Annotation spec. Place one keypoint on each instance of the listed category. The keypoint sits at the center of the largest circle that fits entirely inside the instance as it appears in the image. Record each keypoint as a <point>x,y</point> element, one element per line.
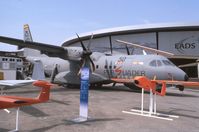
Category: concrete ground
<point>105,111</point>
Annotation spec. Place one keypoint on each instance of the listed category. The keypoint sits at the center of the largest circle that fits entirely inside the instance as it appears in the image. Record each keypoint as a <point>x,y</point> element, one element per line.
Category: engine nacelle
<point>74,53</point>
<point>180,87</point>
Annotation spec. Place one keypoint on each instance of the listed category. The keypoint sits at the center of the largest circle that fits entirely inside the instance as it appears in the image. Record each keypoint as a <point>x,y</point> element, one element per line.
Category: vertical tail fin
<point>45,91</point>
<point>28,37</point>
<point>27,33</point>
<point>38,71</point>
<point>54,73</point>
<point>163,90</point>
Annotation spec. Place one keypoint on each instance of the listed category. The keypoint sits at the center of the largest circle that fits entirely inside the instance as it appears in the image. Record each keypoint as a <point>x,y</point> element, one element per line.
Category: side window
<point>166,62</point>
<point>153,63</point>
<point>159,63</point>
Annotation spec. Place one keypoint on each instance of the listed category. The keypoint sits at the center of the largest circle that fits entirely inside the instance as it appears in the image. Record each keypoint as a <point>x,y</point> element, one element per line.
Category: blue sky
<point>52,21</point>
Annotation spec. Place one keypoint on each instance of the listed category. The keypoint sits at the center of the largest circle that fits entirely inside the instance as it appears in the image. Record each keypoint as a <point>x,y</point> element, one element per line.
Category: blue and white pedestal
<point>84,93</point>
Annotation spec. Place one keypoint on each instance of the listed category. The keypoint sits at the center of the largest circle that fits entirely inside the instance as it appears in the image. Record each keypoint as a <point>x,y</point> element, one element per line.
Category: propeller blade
<point>54,73</point>
<point>111,45</point>
<point>92,64</point>
<point>84,48</point>
<point>106,63</point>
<point>89,44</point>
<point>127,50</point>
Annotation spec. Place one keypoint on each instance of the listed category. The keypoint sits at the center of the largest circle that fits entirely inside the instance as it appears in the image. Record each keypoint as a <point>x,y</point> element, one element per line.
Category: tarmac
<point>105,111</point>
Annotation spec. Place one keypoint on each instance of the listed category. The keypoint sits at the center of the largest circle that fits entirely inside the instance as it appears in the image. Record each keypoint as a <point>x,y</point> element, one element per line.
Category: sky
<point>53,21</point>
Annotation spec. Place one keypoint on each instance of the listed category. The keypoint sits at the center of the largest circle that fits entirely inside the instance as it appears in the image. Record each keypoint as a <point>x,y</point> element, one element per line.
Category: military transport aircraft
<point>104,68</point>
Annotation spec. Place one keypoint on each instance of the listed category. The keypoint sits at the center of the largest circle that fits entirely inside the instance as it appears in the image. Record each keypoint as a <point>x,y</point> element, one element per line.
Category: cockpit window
<point>167,62</point>
<point>155,63</point>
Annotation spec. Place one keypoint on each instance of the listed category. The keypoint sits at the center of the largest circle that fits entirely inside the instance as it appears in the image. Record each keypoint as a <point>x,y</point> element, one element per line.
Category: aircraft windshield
<point>167,62</point>
<point>155,63</point>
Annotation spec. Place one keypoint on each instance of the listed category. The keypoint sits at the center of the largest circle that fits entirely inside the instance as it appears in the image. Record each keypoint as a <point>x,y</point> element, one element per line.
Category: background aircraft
<point>104,67</point>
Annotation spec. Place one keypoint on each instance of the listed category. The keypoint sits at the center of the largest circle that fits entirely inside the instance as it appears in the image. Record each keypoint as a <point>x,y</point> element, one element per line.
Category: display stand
<point>84,92</point>
<point>152,109</point>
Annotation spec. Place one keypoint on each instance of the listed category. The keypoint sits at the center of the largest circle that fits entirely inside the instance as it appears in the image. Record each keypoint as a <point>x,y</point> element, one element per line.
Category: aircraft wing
<point>51,50</point>
<point>181,83</point>
<point>164,53</point>
<point>15,83</point>
<point>7,100</point>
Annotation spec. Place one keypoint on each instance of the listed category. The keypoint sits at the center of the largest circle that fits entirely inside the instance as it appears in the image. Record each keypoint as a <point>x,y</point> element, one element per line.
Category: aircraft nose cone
<point>186,78</point>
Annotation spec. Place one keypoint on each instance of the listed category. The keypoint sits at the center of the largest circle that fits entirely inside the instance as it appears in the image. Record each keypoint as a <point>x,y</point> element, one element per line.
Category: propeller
<point>111,45</point>
<point>86,59</point>
<point>127,50</point>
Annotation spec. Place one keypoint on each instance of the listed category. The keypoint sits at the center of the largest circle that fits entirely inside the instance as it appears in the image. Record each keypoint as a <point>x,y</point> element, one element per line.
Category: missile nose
<point>186,78</point>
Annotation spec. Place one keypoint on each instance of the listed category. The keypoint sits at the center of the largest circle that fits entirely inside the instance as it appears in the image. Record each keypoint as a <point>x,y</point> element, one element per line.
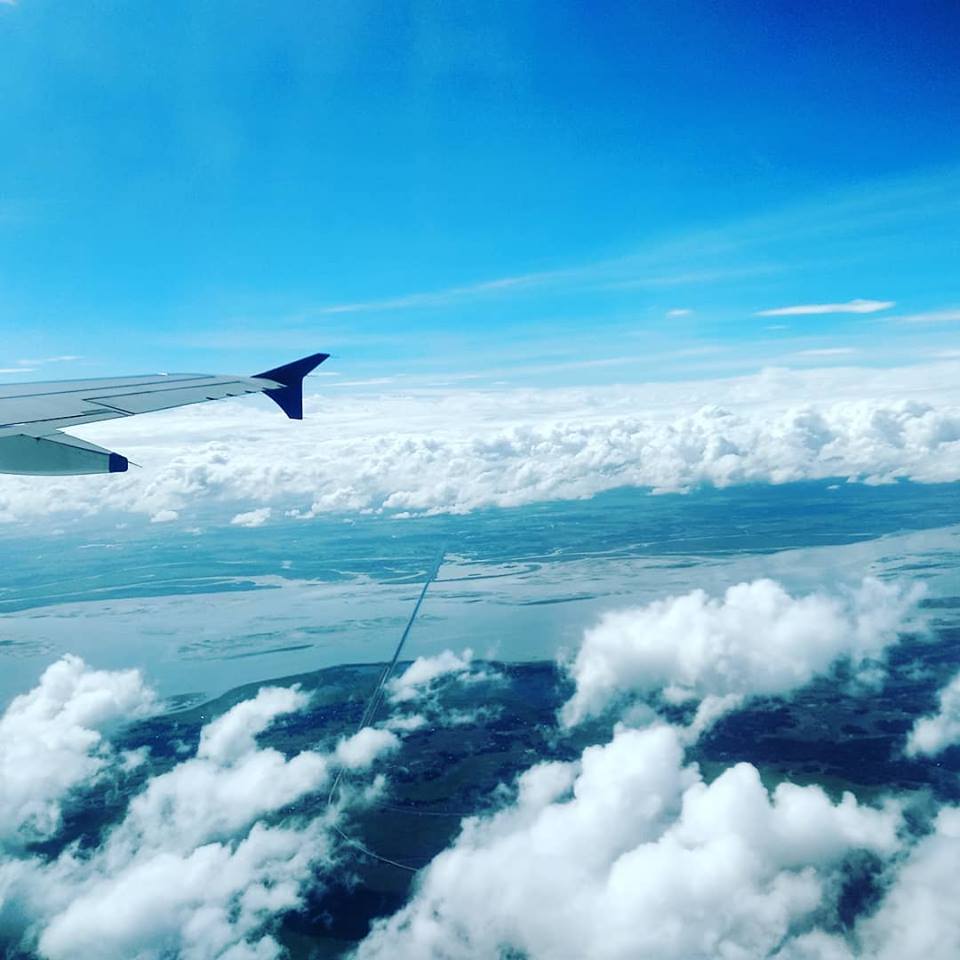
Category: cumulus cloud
<point>52,740</point>
<point>419,678</point>
<point>202,860</point>
<point>932,735</point>
<point>629,852</point>
<point>253,518</point>
<point>917,916</point>
<point>430,451</point>
<point>812,309</point>
<point>756,640</point>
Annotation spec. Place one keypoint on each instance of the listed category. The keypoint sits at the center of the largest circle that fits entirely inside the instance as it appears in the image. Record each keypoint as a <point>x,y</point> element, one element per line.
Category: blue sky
<point>487,193</point>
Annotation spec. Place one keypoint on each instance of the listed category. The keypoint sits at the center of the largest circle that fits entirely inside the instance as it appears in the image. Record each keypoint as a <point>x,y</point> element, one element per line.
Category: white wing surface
<point>33,415</point>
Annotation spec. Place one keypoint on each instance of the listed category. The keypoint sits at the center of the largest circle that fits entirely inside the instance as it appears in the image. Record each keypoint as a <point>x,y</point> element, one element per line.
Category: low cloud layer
<point>52,740</point>
<point>455,451</point>
<point>201,862</point>
<point>629,852</point>
<point>932,735</point>
<point>757,640</point>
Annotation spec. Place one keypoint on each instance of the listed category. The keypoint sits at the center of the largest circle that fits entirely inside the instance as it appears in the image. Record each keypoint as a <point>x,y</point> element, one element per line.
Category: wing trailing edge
<point>32,416</point>
<point>56,455</point>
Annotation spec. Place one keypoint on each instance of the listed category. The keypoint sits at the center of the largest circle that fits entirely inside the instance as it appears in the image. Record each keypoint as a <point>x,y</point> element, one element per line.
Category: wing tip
<point>289,396</point>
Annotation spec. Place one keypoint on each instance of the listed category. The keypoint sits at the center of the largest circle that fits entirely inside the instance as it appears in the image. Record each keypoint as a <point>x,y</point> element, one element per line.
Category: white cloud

....

§ **WORK TO BE COMPLETED**
What the records say must be written out exactly, with none of their pictures.

§ **EXPECTED ANSWER**
Annotation spec. Place one keypoint on each instance of the listed category. The keypoint sits at the center of the largest circle that fits entirely inside the instance as it appears in the image. Record each keypoint as a <point>x,y</point> element, one element per line.
Category: concrete ground
<point>105,111</point>
Annotation spec. Place one keypoint on each instance of the listed category. The keypoint sits at the center of the largest circle that fits entirely inside the instance as it appears in the image. Record each keypoint as a <point>x,y</point> element, one element per line.
Category: engine nacelle
<point>74,53</point>
<point>180,87</point>
Annotation spec. Place one keypoint on each instance of the listed category. The keypoint sits at the center of the largest circle that fits entirely inside the instance as it appears in the image. Record each keypoint as a <point>x,y</point> element, one element per line.
Category: vertical tail fin
<point>45,91</point>
<point>28,37</point>
<point>27,33</point>
<point>38,71</point>
<point>54,73</point>
<point>163,90</point>
Annotation spec. Place one keypoint on each instance of the listed category. The keypoint sits at the center of the largest circle that fits entirely inside the instance as it appears in the image. Record each keypoint as a <point>x,y</point> element, one element per line.
Category: side window
<point>166,62</point>
<point>153,63</point>
<point>159,63</point>
Annotation spec. Place one keypoint on each instance of the listed category. The keypoint sits at the center of the largest circle that fits entirely inside the instance as it appears in the image. Record each keypoint as a <point>x,y</point> element, one element per line.
Category: blue sky
<point>52,21</point>
Annotation spec. Place one keypoint on each instance of the listed category. The keypoint sits at the center of the largest circle that fits entirely inside the instance as it appears in the image. Record each keypoint as a <point>x,y</point> element, one element per line.
Category: blue and white pedestal
<point>84,93</point>
Annotation spec. Place one keypoint on each instance of the listed category. The keypoint sits at the center of the largest circle that fits entirely inside the instance as it appears in the image. Record each keypoint as a <point>x,y</point> element, one element per line.
Category: propeller blade
<point>54,73</point>
<point>111,45</point>
<point>92,64</point>
<point>84,48</point>
<point>106,63</point>
<point>89,44</point>
<point>127,50</point>
Annotation spec. Place one keypoint on each instance of the listed category. The keypoint sits at the center of the largest circle that fits entirely inside the instance as it appears in the image. Record each keypoint as a <point>x,y</point> element, one element per line.
Category: tarmac
<point>105,111</point>
Annotation spec. Place one keypoint on each instance of the listed category. The keypoint sits at the center of the largest circle that fits entirely inside the instance as it appears in the image. Record each keypoint as a <point>x,y</point> element, one element per line.
Category: sky
<point>53,21</point>
Annotation spec. Place one keypoint on each instance of the listed category. The keypoint sits at the center of the largest circle that fits entirely inside the instance as it appears in the image. Record each keypoint as a <point>x,y</point> element, one element per line.
Category: military transport aircraft
<point>104,68</point>
Annotation spec. Place one keypoint on each instance of the listed category. The keypoint sits at the center of the largest circle that fits entirely inside the instance as it appears in the image. Record each keypoint as a <point>x,y</point> element, one element per line.
Category: cockpit window
<point>167,62</point>
<point>155,63</point>
Annotation spec. Place one keypoint on each instance of the listed category. The keypoint sits at the center of the largest circle that fits entirely inside the instance as it appears in the image. Record each keypoint as a <point>x,y</point> element, one element per line.
Category: aircraft windshield
<point>167,62</point>
<point>155,63</point>
Annotation spec. Place one keypoint on each instance of the listed category. The keypoint sits at the center of the largest circle that fits entirely inside the instance as it appears in the image. Record each keypoint as a <point>x,y</point> element, one element per line.
Category: background aircraft
<point>104,67</point>
Annotation spec. Place one keypoint on each instance of the listed category. The keypoint sits at the center of the largest circle that fits entirely inside the instance as it appears in the image. Record each keypoint as a <point>x,y</point> element, one element per line.
Category: display stand
<point>84,92</point>
<point>152,109</point>
Annotation spec. Place one keypoint on each instance of the listed category. The keypoint sits at the center of the largest circle that fits entirely inside the instance as it appears in the image. Record each keypoint as a <point>x,y</point> element, one element per line.
Category: aircraft wing
<point>51,50</point>
<point>181,83</point>
<point>164,53</point>
<point>15,83</point>
<point>7,100</point>
Annotation spec. Place one keypoint on each instance of the listed category. The keypoint sits at the center of the largest circle that fits entirely inside the instance as it appears in the image. Record each keypoint as a <point>x,y</point> element, one element per line.
Category: aircraft nose cone
<point>186,78</point>
Annotation spec. Place one keypoint on each instance of the listed category. The keypoint sits at the center of the largest circle that fits entirely inside the instance as it appears in the image. Record each keypoint as a <point>x,y</point> element, one element per line.
Category: propeller
<point>111,45</point>
<point>86,59</point>
<point>127,50</point>
Annotation spec. Place one keypoint on each instance of the listed category. The keypoint sits at the center of the largest circle that fits entirely inside the instance as it appears in the image. Record each keypoint as a <point>x,y</point> element, one element per line.
Category: missile nose
<point>186,78</point>
Annotation spec. Place one keypoint on each instance of the listed category. The keypoint sits at the center of the largest circle that fits entirely inside the instance as it appears in the image. Record each keypoint as a <point>x,y</point> element, one element per line.
Category: cumulus cloud
<point>52,740</point>
<point>419,678</point>
<point>202,860</point>
<point>932,735</point>
<point>629,852</point>
<point>253,518</point>
<point>917,916</point>
<point>430,451</point>
<point>812,309</point>
<point>756,640</point>
Annotation spec. Place one keypoint on each instance of the listed category. The keypoint sits at the center of the largest circle that fits entirely inside the instance as it appears in the image. Record each keypoint as a <point>x,y</point> element, one element per line.
Category: blue sky
<point>487,193</point>
Annotation spec. Place one keypoint on each instance of the listed category. The keypoint sits at the center of the largest circle that fits entirely inside the instance as it appears in the image. Record each keypoint as a <point>x,y</point> element, one element per line.
Category: white wing surface
<point>33,415</point>
Annotation spec. Place one keypoint on each instance of the listed category. The keypoint sits at the center of the largest circle that fits entirely inside the instance as it appears in the image. Record each keypoint as a <point>x,y</point> element, one element per line.
Category: low cloud layer
<point>52,740</point>
<point>455,451</point>
<point>201,862</point>
<point>629,852</point>
<point>932,735</point>
<point>757,640</point>
Annotation spec. Place one keypoint on each instance of the listed category. The keypoint sits at the center of the largest circle that fits entirely inside the instance as it appears in the image. Record each keypoint as a <point>x,y</point> element, one element per line.
Category: wing trailing edge
<point>32,416</point>
<point>56,455</point>
Annotation spec. Place one keypoint on each instance of the listed category. The keypoint sits at the center of the largest circle that fits entirely inside the instance as it appears in the image. Record each keypoint as a <point>x,y</point> element, one element per line.
Category: wing tip
<point>289,396</point>
Annotation spec. Place one keypoint on each instance of the listed category. The keypoint sits at the center of the largest circle that fits entirely inside the instance as it appears in the image. Record each keypoint as a <point>x,y</point> element, one element per line.
Category: white cloud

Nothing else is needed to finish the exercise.